Wat gevraagd wordt:
**1.** Beantwoord op basis van de Kamervraag over dakloze jongeren:
(a) Op welke datum is de vraag ingediend?
(b) Wie hebben de vraag ingediend?
(c) Hoeveel dakloze jongeren noemt vraag 1 voor 2015 en voor 2016?
**2.** Leg in één tot drie zinnen uit waarom de indieners in vraag 1 van de Kamervraag over dakloze jongeren om een verklaring vragen.
**3.** Ga verder met de Kamervraag over dakloze jongeren vanaf het punt waar de tekst stopt.

Gekozen tekst:
>>>

Kamervraag 2017Z10969

De toename van het aantal dakloze jongeren

Ingediend 22 augustus 2017
Beantwoord 14 september 2017 (na 23 dagen)
Indieners Nine Kooiman , Jasper van Dijk
Beantwoord door Jetta Klijnsma (staatssecretaris sociale zaken en werkgelegenheid) (PvdA), Edith Schippers (minister volksgezondheid, welzijn en sport) (VVD)
Onderwerpen bestuur jongeren organisatie en beleid sociale zekerheid
Bron vraag https://zoek.officielebekendmakingen.nl/kv-tk-2017Z10969.html
Bron antwoord https://zoek.officielebekendmakingen.nl/ah-tk-20162017-2708.html
  • Vraag 1
    Hoe verklaart u dat het aantal dakloze jongeren schrikbarend is gestegen van 8.000 in 2015 naar 12.000 in 2016?1 Kunt u een overzicht geven van de ontwikkeling in de afgelopen jaren?

<<<

Opgehaalde gegevens:
>>>

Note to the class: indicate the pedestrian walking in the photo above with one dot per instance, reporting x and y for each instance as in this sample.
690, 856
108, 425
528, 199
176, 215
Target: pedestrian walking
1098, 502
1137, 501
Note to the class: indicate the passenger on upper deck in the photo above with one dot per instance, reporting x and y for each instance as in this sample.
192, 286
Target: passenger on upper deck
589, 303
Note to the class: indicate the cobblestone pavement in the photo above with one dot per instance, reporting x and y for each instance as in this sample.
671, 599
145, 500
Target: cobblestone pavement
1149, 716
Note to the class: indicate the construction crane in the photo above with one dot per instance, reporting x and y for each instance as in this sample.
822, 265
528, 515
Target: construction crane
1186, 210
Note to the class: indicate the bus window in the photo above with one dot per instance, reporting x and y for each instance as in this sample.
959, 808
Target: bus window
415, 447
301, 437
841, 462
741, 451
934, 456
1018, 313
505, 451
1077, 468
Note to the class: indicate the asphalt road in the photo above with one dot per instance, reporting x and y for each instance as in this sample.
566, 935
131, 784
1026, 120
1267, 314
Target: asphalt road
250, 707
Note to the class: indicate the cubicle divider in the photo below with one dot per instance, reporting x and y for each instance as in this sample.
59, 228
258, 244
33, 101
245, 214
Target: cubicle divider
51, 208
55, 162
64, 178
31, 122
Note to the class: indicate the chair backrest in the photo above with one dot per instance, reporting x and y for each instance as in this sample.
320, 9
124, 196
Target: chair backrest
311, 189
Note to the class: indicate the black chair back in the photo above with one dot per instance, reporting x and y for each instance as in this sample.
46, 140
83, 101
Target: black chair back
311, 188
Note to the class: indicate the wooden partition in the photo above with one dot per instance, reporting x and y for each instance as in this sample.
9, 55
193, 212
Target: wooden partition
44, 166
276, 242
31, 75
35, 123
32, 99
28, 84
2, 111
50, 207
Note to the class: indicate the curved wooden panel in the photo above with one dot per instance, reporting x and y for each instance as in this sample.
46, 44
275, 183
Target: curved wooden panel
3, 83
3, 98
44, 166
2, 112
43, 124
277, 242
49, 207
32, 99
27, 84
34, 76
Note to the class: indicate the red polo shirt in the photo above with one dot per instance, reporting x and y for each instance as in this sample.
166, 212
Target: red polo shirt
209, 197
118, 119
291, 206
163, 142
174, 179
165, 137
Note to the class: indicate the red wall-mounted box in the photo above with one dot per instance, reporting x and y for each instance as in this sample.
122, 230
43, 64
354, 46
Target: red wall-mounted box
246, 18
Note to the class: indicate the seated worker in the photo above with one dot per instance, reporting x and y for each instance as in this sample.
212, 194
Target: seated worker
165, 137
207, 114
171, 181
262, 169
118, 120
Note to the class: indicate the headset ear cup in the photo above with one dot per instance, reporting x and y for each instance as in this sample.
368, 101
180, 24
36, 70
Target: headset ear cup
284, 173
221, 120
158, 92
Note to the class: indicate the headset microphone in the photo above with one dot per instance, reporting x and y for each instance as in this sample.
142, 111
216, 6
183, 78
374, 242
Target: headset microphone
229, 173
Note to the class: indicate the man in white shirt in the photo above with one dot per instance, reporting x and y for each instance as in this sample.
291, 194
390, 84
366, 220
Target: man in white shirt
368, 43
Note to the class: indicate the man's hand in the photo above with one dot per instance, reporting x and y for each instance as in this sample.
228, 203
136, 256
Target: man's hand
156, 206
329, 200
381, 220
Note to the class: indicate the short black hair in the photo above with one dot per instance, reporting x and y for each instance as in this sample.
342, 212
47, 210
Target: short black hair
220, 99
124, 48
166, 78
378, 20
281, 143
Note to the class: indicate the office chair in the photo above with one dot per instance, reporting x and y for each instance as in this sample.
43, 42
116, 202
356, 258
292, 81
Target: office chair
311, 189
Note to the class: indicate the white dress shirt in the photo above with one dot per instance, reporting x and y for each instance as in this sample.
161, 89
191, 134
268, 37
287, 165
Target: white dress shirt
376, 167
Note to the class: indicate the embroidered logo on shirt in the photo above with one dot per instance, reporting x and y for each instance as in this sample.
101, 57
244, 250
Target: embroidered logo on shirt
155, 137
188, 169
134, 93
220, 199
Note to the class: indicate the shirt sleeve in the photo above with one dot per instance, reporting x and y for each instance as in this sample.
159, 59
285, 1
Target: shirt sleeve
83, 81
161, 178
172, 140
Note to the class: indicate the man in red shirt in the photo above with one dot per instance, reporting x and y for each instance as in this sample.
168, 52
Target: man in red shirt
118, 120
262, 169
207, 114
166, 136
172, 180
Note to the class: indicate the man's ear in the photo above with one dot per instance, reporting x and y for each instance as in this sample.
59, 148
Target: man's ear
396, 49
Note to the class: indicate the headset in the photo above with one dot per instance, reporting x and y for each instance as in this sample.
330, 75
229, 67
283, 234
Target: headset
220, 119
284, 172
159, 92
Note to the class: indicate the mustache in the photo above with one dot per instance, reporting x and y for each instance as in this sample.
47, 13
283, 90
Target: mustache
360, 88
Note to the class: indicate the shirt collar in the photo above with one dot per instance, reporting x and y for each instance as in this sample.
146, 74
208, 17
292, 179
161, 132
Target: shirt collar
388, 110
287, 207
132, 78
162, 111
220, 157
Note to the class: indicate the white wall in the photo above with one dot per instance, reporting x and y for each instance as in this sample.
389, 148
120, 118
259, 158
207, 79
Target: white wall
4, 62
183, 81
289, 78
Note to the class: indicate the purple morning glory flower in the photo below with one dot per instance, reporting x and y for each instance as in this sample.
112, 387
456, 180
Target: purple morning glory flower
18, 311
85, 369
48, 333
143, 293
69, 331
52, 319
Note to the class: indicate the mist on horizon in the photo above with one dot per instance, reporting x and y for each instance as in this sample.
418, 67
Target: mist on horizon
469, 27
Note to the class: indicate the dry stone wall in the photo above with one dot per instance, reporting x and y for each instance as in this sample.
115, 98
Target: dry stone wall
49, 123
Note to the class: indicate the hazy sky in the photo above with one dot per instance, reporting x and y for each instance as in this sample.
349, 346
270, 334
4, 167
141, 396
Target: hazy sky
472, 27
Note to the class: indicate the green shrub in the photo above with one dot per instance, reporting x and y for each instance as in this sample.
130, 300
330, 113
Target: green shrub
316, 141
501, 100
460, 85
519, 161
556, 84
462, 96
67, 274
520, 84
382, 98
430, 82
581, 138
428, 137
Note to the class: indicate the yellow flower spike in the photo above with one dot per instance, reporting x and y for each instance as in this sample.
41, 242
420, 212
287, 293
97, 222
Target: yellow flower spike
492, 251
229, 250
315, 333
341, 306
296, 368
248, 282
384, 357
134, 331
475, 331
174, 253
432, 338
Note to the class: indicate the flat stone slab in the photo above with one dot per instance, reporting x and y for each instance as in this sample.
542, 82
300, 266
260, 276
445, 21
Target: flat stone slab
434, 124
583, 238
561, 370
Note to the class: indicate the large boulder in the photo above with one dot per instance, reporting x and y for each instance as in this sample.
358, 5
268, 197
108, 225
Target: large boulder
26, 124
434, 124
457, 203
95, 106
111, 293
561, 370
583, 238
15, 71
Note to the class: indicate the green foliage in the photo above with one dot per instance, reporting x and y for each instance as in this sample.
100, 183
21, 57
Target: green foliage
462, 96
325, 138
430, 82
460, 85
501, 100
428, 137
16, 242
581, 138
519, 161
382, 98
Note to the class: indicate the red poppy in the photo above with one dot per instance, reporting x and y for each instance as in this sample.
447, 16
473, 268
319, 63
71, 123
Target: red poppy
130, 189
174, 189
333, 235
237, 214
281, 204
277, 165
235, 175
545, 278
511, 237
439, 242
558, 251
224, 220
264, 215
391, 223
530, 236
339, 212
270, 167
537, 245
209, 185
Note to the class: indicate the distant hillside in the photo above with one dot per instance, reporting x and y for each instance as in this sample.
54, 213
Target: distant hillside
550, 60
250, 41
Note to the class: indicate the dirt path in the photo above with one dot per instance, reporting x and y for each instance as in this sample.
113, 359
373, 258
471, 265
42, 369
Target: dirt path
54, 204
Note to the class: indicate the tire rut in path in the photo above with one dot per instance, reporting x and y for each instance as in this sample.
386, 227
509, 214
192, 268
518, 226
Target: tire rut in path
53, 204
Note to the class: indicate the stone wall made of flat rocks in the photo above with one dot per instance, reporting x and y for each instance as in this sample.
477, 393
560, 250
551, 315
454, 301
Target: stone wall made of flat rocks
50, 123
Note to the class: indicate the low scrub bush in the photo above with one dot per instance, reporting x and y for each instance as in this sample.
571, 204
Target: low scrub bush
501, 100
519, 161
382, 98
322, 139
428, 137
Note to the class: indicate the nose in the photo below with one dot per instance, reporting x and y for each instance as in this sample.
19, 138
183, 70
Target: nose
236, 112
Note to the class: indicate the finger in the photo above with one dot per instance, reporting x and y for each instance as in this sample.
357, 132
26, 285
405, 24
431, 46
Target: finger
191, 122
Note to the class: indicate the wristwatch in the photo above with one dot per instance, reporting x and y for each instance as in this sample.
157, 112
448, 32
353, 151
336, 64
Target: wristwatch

<<<

Antwoorden:
**1.**
(a) Op 22 augustus 2017.
(b) Nine Kooiman en Jasper van Dijk.
(c) 8.000 in 2015 en 12.000 in 2016.

**2.** Het aantal dakloze jongeren is volgens de indieners schrikbarend gestegen, van 8.000 in 2015 naar 12.000 in 2016. Daarom vragen zij hoe die stijging te verklaren is en om een overzicht van de ontwikkeling in de afgelopen jaren.

**3.**
    Er is inderdaad sprake is van een zorgelijke stijging. Om die reden lopen er twee trajecten om meer zicht te krijgen op dakloze jongeren. Allereerst heeft de Staatssecretaris van VWS aan de Federatie Opvang gevraagd eind 2017 een rapportage «Cijfers maatschappelijke opvang 2016» op te leveren. De rapportage zal een beeld geven van het aantal jongeren (18–22 jaar en 23–30 jaar) dat in 2016 gebruik heeft gemaakt van de maatschappelijke opvang. De Federatie Opvang bekijkt of zij bij een stijging of daling van het gebruik van een bepaalde doelgroep een verklaring kan geven.
    Ten tweede wordt er in opdracht van de Staatssecretaris van VWS, de Minister van OCW en mijzelf onderzoek uitgevoerd naar zwerfjongeren en schulden. Aan het onderzoeksbureau wordt onder andere gevraagd in kaart te brengen hoeveel zwerfjongeren er op dit moment in Nederland zijn.
    Het CBS publiceert jaarlijks schattingen van het aantal daklozen. De onderstaande tabel geeft een beeld van het aantal dakloze jongeren in de afgelopen vijf jaar.
    Periode
    Daklozen absoluut
    Daklozen percentage
    Leeftijd: 18 tot 30 jaar
    2012
    6.400
    23%
    2013
    7.200
    29%
    2014
    6.800
    25%
    2015
    8.300
    27%
    2016
    12.400
    41%
    Bron: Statline CBS

  • Vraag 2
    Wat gaat u doen om te zorgen dat het aantal dakloze jongeren snel minder wordt? Wat zijn uw doelstellingen voor 2017 en 2018?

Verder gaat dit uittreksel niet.